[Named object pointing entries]
============================================================
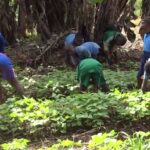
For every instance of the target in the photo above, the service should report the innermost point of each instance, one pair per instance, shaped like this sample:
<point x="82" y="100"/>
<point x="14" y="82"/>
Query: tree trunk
<point x="116" y="12"/>
<point x="7" y="20"/>
<point x="22" y="18"/>
<point x="145" y="8"/>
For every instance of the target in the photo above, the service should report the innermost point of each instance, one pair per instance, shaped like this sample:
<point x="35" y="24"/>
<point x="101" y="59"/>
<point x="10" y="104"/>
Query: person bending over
<point x="145" y="31"/>
<point x="6" y="70"/>
<point x="92" y="49"/>
<point x="89" y="71"/>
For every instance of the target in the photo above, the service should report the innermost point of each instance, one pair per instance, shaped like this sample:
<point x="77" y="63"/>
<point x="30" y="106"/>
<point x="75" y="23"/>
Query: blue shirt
<point x="6" y="67"/>
<point x="69" y="39"/>
<point x="3" y="43"/>
<point x="92" y="47"/>
<point x="147" y="42"/>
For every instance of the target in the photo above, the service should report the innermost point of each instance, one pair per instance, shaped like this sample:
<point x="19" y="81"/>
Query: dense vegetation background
<point x="54" y="115"/>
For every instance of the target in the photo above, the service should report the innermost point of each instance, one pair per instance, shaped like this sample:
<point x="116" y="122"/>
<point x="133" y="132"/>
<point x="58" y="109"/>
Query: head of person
<point x="145" y="26"/>
<point x="78" y="39"/>
<point x="120" y="40"/>
<point x="147" y="68"/>
<point x="82" y="52"/>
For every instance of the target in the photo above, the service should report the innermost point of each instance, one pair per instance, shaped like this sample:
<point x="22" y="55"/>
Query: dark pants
<point x="144" y="58"/>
============================================================
Stated problem: Go through the material above and print all of it exactly, except the pictures.

Solution for this exercise:
For every instance of the target in the photo above, the service should report the innermost point of each instance, one pair per instance, shaped like this sample:
<point x="82" y="100"/>
<point x="14" y="82"/>
Query: tree trunk
<point x="116" y="12"/>
<point x="7" y="20"/>
<point x="22" y="18"/>
<point x="145" y="8"/>
For every instance of the target in the photo above, the service should report the innermost point of each instance, one pair per instance, shaped like this sample:
<point x="35" y="24"/>
<point x="101" y="59"/>
<point x="10" y="104"/>
Query: person bending over
<point x="145" y="31"/>
<point x="6" y="70"/>
<point x="92" y="49"/>
<point x="89" y="71"/>
For every instance of the target in the photo above, the service should report the innermost point of each instance, one pair per instance, shaped like this sample:
<point x="77" y="63"/>
<point x="30" y="106"/>
<point x="75" y="23"/>
Query: blue shirt
<point x="6" y="67"/>
<point x="69" y="39"/>
<point x="3" y="43"/>
<point x="92" y="47"/>
<point x="147" y="42"/>
For every instance of the target in the photo above, the service should report the innermost point of each instance, one pair per instance, shaped like this sample:
<point x="19" y="81"/>
Query: dense vegetation background
<point x="54" y="115"/>
For every instance of the target in the photo above, the service should report the innermost point of each instance, one pair per instance, shaped like this sample:
<point x="116" y="122"/>
<point x="133" y="132"/>
<point x="58" y="109"/>
Query: head of person
<point x="145" y="26"/>
<point x="78" y="39"/>
<point x="120" y="40"/>
<point x="147" y="68"/>
<point x="82" y="52"/>
For every instance of the target in the photo above, the service should report the innermost point of each instance, one pair per instance, shaped like this sample:
<point x="22" y="55"/>
Query: dark pants
<point x="144" y="58"/>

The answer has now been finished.